### Extracted material

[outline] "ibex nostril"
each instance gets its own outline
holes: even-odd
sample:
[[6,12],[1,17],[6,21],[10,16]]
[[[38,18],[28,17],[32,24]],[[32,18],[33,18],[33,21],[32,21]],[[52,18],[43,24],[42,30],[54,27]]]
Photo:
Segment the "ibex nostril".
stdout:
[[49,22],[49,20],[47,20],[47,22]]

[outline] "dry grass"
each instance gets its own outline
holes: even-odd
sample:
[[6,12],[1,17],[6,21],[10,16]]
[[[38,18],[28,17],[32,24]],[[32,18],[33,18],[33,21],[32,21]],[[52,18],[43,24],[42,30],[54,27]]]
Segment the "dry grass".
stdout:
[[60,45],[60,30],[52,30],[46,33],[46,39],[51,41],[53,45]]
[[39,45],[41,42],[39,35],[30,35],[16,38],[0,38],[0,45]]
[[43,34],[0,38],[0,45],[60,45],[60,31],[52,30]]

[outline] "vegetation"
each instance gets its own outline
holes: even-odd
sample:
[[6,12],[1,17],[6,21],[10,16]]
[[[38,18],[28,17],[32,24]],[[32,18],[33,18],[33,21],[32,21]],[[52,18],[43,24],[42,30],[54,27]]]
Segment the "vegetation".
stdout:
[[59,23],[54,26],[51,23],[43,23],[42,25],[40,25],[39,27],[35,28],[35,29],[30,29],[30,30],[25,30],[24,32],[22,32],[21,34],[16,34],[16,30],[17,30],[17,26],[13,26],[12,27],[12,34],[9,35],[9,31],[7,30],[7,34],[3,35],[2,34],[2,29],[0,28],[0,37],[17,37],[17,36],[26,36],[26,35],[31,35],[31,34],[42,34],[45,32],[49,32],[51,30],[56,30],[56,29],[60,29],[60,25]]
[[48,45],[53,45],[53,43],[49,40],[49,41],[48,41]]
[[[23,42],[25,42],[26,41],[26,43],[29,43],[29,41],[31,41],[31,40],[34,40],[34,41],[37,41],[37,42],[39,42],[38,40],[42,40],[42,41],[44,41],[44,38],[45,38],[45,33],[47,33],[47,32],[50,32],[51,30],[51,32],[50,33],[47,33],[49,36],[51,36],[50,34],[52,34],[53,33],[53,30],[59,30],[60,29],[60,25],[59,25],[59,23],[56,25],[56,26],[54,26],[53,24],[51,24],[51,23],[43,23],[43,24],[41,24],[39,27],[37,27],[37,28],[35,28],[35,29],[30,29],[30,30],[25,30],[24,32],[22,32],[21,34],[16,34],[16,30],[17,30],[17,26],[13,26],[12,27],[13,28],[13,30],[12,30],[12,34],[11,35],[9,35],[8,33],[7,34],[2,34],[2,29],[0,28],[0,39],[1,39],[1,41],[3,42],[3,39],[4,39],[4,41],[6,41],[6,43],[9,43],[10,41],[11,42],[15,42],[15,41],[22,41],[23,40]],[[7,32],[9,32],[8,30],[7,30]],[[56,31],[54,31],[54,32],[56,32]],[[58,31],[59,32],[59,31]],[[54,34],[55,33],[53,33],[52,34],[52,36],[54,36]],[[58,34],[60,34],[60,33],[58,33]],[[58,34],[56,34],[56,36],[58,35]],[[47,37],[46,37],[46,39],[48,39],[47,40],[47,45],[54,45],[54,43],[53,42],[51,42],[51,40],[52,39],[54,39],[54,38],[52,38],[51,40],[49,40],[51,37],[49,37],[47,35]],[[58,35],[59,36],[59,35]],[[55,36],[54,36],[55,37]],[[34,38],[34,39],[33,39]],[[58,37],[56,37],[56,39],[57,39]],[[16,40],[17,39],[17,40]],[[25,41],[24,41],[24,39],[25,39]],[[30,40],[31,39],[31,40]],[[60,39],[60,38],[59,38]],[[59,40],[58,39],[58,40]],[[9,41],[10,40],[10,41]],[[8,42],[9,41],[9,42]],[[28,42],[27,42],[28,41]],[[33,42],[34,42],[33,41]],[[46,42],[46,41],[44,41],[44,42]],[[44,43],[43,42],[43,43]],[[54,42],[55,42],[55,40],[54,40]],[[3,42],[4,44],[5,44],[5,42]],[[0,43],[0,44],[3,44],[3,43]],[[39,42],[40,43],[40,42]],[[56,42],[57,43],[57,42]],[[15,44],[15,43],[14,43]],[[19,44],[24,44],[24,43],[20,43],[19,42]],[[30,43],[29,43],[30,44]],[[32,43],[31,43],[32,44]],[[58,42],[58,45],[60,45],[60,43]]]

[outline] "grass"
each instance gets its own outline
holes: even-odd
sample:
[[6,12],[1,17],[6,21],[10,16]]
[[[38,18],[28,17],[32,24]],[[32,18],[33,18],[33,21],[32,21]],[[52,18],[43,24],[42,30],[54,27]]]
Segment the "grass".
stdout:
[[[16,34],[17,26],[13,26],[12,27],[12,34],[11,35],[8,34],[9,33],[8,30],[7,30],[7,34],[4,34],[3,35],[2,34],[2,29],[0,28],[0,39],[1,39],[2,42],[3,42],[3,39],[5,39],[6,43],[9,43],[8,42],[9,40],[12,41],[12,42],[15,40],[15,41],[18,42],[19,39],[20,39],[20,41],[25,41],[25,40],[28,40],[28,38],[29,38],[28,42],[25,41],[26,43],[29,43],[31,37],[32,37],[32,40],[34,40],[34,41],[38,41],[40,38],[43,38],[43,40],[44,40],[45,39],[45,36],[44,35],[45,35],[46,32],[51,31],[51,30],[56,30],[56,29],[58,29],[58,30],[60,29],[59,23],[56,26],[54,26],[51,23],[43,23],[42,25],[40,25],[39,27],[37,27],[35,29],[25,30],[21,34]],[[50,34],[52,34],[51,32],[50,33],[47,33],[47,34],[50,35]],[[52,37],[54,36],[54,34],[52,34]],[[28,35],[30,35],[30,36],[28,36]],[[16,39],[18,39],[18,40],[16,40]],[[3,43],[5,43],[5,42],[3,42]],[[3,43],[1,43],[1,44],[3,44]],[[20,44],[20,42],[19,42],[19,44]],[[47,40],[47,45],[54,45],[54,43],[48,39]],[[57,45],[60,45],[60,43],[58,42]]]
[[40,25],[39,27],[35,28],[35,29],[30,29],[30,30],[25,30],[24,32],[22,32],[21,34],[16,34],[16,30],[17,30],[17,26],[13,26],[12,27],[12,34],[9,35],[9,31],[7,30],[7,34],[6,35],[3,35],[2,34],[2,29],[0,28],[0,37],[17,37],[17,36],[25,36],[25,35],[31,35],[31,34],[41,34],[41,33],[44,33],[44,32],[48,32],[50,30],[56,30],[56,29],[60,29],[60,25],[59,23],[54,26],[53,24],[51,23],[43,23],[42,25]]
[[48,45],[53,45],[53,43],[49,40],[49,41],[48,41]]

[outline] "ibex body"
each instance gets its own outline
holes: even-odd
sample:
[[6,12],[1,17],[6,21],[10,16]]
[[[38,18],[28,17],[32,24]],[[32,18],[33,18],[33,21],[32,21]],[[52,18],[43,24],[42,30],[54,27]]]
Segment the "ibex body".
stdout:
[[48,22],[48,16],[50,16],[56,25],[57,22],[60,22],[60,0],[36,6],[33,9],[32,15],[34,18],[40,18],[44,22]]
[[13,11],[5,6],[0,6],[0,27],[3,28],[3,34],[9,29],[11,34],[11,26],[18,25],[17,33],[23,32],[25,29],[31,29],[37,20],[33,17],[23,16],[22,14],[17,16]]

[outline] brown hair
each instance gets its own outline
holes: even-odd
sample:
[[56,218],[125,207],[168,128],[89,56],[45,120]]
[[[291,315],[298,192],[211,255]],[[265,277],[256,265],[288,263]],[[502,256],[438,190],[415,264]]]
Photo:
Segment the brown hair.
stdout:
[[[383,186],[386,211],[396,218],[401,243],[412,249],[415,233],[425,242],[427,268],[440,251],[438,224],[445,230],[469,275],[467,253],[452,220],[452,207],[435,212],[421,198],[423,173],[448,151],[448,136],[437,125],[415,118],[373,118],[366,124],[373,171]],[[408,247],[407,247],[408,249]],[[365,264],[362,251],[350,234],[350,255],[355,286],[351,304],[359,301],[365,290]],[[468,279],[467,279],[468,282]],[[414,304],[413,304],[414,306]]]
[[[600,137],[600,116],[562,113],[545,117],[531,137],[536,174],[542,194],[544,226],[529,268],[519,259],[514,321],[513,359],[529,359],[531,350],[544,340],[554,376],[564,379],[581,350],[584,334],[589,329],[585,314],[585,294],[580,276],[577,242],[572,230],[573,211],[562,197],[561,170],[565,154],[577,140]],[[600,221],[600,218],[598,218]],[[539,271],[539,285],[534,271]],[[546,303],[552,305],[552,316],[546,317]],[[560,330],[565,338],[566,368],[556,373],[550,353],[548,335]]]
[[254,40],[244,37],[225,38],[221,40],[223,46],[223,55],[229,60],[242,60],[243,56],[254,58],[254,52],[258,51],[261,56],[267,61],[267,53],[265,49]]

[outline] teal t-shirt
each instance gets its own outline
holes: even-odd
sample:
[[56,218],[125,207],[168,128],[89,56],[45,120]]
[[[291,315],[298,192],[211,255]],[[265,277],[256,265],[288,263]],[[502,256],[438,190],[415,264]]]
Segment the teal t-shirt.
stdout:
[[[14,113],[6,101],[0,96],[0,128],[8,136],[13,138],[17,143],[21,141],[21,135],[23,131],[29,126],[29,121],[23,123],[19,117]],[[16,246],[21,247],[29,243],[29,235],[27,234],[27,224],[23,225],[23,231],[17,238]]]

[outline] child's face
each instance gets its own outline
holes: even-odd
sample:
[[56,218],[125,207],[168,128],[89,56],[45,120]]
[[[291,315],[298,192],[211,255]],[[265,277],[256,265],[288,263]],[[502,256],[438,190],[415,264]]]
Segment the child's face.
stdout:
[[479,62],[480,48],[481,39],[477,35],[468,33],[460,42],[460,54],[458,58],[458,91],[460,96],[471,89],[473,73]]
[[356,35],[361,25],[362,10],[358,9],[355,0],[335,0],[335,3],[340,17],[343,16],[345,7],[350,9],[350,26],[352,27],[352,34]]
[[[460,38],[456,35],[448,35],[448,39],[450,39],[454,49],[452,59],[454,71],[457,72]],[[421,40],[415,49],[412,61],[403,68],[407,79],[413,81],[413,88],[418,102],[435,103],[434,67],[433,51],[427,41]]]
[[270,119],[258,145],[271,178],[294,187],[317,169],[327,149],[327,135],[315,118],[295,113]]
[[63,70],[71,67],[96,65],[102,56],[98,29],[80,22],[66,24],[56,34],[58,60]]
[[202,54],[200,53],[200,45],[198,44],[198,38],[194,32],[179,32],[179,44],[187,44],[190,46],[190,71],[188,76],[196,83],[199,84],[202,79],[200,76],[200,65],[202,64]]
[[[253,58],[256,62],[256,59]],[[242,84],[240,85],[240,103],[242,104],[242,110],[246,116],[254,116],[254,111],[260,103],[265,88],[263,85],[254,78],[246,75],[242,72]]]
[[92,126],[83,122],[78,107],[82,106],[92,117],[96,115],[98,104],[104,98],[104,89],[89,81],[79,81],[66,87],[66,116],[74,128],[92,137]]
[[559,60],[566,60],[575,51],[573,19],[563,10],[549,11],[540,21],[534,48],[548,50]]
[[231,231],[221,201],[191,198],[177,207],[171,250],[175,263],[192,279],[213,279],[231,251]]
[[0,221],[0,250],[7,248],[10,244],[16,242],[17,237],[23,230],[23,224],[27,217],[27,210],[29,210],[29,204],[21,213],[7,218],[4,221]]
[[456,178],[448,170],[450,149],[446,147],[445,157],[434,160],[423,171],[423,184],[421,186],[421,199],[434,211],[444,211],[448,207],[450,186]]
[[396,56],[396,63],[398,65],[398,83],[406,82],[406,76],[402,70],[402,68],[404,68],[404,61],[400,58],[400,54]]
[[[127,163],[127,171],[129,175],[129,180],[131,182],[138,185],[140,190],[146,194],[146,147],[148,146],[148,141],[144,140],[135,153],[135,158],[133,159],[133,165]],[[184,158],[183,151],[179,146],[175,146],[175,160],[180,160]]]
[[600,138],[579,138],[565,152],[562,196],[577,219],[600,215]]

######

### [Exercise aim]
The reply should consist solely of the number of lines in the records that include "ibex".

### [Reply]
4